Given exercise 1 ::
Answer these questions about the Seiko Turtle review:
(a) In what year were Seiko's modern SRP Turtles released?
(b) What diameter and thickness does the review give for the SRP Turtles?
(c) What color are the hands and indicators on the SRP 775's black face?

Seiko Turtle (Prospex SRP 775) Review


Seiko Turtle money shot

Released in 2016, Seiko’s modern SRP Turtles made a big splash with their retro good looks, high quality feel and eminently reasonable pricing. Have the “new” Seiko Turtles held up? What does their past reveal about Seiko’s present and future? . . .

As the story goes, the SRP Turtles are modern examples of Seiko’s beloved 6306/9 cushion-cased dive watches from the 70’s and 80’s. External dimensions are extremely close to the vintage piece, measuring in at 44 mm in diameter and 14 mm thick.

The SRP 775 reviewed here has a black face accented with gold hands and indicators, and comes standard on one of Seiko’s excellent stainless steel bracelets. Numerous other colors and strap combinations are available.

Seiko Turtle on wrist

For such a large watch, the SRP 775’s on-wrist comfort is outstanding. Credit the cushion case. The design may be retro but it works far beyond just style.

The Turtle sits square and flat on the table of the wrist. Once the bracelet is properly adjusted it just lives there and doesn’t become a flopping, shifting annoyance. Even better – the case’s curves are gentle and organic, never biting, digging in or leaving marks.

Given exercise 2 :: Return, unchanged, the entries from the line containing "of the white" through the end of the entries, including both ends.

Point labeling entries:
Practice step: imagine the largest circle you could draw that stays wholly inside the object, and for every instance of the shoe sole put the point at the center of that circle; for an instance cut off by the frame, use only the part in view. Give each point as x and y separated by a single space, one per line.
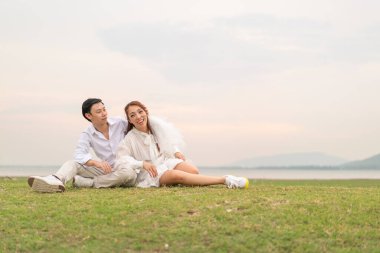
39 185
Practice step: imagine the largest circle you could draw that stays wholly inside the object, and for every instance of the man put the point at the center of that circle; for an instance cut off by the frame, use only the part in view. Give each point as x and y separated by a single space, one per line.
103 136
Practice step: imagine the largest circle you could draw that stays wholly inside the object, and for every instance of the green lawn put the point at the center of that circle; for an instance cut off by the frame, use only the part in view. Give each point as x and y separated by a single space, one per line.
270 216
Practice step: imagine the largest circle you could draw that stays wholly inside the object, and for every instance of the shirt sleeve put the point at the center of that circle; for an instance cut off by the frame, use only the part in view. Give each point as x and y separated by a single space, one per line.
176 149
124 158
82 151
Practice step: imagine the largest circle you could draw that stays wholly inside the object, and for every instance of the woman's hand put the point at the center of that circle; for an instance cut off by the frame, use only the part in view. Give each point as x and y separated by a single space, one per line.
179 155
151 168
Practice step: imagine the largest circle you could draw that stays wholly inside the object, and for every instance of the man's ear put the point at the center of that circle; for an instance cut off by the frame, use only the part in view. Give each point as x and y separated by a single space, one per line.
88 116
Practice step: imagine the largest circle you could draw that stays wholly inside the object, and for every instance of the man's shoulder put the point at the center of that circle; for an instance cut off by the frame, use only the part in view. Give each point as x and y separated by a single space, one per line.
117 120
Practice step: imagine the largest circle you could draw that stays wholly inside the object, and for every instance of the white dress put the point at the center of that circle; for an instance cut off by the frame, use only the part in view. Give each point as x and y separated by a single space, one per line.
138 146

Written answer 1 ::
(a) 2016
(b) 44 mm in diameter and 14 mm thick
(c) Gold

Written answer 2 ::
Practice step: imagine the largest circle you could draw that stays wholly inside the object, and for every instance of the white dress put the point at the center of that circle; for an instance cut off by the frame, use only the part in view. Give each point as x and y separated by a single space, one per line.
138 146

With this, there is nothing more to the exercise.